[BEGIN RECORDS FOR THIS EXERCISE]

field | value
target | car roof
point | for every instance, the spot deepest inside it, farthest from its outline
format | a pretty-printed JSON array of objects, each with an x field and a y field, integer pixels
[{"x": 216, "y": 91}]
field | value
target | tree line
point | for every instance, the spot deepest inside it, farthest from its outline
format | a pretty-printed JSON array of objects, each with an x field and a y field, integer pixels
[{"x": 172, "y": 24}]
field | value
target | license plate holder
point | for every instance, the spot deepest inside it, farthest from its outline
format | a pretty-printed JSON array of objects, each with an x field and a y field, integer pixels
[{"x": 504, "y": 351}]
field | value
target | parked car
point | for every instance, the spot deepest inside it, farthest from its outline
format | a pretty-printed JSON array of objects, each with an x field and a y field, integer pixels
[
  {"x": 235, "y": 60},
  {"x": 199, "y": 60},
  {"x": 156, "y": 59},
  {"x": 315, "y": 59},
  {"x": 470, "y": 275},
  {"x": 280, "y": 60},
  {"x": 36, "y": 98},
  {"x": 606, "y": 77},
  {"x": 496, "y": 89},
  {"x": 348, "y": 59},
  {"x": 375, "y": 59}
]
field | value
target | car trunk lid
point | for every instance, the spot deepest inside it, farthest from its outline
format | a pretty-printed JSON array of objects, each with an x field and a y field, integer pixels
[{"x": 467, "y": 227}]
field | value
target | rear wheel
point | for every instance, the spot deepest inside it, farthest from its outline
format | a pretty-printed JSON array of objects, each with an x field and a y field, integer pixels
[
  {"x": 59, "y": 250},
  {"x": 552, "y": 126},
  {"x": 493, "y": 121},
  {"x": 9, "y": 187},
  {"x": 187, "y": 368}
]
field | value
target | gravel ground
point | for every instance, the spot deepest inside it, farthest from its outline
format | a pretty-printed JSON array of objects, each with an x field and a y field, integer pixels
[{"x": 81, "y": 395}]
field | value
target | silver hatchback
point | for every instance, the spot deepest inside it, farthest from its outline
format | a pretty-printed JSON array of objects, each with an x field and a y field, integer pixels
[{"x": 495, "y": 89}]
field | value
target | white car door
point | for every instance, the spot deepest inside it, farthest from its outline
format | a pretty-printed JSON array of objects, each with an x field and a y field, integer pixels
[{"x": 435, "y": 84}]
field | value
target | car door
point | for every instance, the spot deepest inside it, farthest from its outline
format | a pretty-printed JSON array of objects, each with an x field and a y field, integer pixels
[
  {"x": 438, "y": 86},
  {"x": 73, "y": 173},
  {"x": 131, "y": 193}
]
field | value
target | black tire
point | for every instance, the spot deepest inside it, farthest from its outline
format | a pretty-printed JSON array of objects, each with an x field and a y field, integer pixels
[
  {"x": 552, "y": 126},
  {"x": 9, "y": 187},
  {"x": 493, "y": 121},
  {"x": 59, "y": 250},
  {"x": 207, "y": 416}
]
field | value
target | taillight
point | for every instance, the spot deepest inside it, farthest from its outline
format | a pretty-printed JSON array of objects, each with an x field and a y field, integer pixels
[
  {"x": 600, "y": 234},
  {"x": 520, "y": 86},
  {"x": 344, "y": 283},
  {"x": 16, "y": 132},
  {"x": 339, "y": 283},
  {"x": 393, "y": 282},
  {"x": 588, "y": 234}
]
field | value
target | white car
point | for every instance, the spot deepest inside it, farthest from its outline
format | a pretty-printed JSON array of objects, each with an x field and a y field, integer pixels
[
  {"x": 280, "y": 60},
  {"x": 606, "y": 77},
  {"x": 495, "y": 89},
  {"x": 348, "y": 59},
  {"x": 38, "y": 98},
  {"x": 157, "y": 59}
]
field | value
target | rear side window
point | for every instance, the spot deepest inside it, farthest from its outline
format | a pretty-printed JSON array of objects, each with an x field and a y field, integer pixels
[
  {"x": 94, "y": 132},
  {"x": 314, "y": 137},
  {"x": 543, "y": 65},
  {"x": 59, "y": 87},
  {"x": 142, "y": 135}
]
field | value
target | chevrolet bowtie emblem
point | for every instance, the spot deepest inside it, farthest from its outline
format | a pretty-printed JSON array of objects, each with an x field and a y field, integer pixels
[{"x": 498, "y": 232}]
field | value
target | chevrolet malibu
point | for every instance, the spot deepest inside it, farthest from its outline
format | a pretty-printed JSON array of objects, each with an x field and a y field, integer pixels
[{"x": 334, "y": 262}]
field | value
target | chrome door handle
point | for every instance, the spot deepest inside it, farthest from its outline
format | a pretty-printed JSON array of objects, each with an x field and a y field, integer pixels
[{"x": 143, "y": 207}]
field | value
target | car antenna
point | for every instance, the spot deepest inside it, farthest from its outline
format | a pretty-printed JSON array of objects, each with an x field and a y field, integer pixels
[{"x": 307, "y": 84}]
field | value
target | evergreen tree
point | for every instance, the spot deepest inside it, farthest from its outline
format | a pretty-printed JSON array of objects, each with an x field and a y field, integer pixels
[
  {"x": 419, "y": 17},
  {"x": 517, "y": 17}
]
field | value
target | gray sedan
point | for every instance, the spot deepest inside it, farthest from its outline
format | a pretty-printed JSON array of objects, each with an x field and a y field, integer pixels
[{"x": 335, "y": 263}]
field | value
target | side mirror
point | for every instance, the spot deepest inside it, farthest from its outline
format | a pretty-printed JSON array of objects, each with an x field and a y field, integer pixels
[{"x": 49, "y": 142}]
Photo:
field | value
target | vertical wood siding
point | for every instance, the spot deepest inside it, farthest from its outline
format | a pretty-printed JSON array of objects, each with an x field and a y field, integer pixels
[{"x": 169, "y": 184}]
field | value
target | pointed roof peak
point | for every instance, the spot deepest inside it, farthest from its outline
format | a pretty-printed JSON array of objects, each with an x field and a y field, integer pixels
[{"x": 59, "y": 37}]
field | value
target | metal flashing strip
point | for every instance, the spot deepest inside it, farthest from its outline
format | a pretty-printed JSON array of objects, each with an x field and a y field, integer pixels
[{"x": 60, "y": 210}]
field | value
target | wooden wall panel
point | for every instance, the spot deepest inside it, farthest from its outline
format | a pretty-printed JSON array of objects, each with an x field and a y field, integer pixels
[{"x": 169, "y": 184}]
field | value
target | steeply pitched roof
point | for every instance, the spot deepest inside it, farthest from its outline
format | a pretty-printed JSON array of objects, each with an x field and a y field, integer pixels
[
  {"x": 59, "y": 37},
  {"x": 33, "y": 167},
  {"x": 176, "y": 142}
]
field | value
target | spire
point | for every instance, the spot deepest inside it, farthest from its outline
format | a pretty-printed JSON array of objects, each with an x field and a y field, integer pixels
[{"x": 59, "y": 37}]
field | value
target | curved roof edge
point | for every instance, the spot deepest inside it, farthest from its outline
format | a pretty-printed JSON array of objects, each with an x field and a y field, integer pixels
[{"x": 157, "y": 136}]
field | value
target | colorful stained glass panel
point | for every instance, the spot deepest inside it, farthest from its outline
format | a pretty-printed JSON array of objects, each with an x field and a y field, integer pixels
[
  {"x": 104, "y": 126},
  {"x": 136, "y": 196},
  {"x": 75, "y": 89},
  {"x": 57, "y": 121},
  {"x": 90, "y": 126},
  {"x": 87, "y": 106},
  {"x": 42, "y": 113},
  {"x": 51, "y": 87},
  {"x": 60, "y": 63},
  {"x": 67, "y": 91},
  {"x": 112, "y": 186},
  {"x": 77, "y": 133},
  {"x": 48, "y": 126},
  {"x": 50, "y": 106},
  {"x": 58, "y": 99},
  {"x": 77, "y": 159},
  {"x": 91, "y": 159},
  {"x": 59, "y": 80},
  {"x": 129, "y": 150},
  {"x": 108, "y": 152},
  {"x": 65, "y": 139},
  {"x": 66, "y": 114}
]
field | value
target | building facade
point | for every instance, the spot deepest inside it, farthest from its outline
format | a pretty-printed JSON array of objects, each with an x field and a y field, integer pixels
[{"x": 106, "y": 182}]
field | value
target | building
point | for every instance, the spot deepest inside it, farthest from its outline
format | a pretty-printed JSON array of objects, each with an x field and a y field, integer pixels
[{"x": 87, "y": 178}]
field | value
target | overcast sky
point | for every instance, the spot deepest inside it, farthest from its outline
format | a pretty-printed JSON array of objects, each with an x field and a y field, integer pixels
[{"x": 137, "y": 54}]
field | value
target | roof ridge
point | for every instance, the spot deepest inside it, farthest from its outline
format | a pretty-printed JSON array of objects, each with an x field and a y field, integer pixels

[END RECORDS FOR THIS EXERCISE]

= GOAL =
Tally how many lines in the data above contain the word "tree". Reply with the number alone.

= RESULT OF THE EXERCISE =
2